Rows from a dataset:
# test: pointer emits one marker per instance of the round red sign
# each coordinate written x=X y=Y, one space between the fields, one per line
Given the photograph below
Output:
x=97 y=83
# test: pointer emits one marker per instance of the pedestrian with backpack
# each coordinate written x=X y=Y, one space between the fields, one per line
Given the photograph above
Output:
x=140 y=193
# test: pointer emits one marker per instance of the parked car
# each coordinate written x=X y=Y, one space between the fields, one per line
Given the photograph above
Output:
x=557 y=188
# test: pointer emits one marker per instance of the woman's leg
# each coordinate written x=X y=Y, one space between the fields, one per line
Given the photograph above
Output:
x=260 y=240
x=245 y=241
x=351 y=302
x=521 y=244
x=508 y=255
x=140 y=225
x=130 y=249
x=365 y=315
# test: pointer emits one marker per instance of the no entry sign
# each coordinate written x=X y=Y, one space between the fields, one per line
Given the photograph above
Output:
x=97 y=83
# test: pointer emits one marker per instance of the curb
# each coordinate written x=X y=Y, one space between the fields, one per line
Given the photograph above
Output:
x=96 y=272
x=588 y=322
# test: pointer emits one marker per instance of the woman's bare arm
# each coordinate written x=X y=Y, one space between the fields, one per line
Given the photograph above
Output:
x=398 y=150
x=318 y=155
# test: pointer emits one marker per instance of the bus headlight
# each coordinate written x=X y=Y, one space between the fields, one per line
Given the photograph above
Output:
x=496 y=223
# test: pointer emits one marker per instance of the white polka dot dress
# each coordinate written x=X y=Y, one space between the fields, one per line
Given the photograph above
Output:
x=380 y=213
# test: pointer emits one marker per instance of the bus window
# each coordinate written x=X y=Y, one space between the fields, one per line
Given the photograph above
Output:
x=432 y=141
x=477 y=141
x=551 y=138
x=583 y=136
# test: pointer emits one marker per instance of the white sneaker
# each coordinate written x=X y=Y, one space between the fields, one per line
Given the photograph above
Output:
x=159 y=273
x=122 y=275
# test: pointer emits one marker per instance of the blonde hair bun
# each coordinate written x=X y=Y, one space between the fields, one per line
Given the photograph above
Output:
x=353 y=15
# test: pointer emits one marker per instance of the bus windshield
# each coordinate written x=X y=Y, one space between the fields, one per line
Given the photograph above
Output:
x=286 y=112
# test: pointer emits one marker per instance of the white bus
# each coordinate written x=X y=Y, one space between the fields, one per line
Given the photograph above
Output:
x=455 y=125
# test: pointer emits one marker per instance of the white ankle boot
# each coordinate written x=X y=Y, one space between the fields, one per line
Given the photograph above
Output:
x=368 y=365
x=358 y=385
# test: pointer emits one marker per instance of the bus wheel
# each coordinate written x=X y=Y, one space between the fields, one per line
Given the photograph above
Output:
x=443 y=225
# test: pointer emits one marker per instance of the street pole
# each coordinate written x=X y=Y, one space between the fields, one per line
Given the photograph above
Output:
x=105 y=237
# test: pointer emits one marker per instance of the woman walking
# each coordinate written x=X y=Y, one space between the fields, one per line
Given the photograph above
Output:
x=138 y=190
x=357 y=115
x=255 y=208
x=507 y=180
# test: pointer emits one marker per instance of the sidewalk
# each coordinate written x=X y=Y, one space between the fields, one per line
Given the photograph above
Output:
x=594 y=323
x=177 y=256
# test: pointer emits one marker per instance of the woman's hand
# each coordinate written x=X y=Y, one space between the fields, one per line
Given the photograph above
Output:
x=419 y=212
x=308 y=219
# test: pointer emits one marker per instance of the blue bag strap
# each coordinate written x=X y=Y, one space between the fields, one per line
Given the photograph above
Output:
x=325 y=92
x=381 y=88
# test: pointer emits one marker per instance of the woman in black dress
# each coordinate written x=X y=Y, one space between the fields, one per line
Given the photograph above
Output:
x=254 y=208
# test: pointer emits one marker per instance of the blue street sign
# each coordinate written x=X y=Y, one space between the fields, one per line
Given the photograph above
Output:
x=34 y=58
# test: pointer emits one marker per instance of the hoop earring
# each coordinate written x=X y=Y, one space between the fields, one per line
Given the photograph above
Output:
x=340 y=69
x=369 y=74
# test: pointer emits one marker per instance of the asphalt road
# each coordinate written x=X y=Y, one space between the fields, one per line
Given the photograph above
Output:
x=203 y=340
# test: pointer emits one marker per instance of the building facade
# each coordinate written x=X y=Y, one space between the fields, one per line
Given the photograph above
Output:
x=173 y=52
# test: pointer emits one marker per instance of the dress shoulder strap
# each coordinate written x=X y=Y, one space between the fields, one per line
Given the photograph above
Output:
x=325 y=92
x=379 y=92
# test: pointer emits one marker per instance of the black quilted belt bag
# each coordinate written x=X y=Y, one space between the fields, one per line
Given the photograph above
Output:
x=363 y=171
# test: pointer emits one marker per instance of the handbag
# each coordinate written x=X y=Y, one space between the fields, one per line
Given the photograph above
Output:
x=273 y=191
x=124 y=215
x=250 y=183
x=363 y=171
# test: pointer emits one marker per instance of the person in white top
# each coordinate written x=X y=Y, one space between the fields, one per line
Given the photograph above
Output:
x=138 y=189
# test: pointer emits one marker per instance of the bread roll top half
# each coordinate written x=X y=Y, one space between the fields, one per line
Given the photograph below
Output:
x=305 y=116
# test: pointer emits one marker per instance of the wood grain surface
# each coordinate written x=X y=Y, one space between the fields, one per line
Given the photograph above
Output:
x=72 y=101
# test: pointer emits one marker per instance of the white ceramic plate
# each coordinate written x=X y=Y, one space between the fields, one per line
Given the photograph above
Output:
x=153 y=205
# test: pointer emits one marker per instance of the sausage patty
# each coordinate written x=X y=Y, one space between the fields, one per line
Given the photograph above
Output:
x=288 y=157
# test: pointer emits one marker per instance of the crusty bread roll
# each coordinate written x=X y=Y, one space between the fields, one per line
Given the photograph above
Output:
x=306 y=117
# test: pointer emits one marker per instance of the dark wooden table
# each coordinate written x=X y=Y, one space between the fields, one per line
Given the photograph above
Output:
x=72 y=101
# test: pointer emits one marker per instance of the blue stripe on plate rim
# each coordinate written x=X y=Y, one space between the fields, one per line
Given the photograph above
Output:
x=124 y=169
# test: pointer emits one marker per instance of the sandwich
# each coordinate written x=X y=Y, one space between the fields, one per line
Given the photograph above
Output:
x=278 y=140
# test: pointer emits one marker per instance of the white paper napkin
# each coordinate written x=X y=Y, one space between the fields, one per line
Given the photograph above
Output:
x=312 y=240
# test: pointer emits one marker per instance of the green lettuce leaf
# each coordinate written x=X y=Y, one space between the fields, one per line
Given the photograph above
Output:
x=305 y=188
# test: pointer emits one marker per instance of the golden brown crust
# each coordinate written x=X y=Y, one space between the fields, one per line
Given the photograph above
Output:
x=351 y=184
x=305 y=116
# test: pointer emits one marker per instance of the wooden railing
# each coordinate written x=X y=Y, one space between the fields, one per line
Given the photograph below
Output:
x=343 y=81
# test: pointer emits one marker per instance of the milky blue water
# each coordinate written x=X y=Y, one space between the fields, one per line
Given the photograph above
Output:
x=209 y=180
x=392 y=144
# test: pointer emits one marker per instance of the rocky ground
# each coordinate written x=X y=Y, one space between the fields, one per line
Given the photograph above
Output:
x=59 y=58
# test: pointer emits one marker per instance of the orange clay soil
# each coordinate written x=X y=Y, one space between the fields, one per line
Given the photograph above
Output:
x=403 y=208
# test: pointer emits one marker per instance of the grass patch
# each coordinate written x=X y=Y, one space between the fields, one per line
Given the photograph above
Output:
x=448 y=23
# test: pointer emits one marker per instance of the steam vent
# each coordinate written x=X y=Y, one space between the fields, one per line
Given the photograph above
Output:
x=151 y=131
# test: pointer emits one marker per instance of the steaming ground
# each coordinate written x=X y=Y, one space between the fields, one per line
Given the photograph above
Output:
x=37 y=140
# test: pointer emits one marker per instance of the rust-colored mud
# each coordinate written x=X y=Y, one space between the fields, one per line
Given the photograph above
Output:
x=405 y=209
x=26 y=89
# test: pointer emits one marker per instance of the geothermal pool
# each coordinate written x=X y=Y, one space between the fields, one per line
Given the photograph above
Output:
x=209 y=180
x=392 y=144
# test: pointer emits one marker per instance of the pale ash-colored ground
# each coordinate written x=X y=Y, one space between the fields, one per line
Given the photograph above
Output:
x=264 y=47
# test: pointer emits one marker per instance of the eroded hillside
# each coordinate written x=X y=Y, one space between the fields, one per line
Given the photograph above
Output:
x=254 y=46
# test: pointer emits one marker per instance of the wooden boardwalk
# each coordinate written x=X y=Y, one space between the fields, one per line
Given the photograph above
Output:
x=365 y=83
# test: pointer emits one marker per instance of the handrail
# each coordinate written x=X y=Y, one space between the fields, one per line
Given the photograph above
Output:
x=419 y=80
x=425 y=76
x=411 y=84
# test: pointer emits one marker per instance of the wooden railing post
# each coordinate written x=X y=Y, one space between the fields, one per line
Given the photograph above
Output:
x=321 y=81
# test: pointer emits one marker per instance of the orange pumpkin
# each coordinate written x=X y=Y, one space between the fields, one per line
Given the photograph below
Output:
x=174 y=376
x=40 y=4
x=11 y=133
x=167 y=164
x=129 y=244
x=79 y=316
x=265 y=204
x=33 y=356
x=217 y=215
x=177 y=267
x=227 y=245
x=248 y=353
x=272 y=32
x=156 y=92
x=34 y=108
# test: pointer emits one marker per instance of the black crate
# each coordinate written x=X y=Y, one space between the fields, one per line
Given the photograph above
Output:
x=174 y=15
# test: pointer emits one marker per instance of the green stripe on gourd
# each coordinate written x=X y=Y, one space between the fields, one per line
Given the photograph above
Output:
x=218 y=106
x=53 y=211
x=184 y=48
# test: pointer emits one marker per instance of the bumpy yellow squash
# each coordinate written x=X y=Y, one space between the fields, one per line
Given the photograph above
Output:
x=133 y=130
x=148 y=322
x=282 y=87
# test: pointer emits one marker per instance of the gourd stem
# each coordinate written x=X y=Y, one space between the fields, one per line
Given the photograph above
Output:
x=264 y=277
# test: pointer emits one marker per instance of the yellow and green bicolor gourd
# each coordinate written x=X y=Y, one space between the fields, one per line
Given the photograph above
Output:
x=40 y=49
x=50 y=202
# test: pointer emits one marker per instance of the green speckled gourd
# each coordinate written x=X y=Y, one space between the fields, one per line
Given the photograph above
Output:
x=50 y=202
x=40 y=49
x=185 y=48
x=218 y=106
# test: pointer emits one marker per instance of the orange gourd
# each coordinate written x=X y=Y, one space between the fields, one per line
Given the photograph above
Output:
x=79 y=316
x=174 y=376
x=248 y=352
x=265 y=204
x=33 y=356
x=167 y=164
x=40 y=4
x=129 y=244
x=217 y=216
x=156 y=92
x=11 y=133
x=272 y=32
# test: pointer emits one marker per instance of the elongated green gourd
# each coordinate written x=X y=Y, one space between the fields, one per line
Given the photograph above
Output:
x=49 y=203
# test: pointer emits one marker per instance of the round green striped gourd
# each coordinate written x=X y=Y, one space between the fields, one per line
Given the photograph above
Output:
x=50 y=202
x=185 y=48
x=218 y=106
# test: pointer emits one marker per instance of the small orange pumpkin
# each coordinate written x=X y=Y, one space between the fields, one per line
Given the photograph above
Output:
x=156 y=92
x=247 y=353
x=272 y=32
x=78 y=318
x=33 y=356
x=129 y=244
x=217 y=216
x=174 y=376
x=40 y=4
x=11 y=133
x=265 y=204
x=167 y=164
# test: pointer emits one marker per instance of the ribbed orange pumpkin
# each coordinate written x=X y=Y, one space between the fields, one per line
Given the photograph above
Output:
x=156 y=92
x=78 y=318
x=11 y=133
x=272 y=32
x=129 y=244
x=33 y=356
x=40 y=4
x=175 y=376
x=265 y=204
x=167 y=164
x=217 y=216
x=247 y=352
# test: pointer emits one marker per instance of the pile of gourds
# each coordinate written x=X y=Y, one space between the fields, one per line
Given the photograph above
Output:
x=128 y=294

■ Aim of the exercise
In the data, replace "marker" with "point" between the lines holding "the white bus" and "x=358 y=385", inclusive. Give back only those lines, with everything else unchanged.

■ Written answer
# test: pointer emits one point per instance of the white bus
# each coordinate written x=X y=Y, one space between the fields, one per line
Given the photograph above
Output:
x=455 y=125
# test: pointer emits one point per instance of the white ankle boot
# each coordinate written x=X y=Y, one space between the fields, one per line
Given the photograph above
Output:
x=368 y=365
x=358 y=385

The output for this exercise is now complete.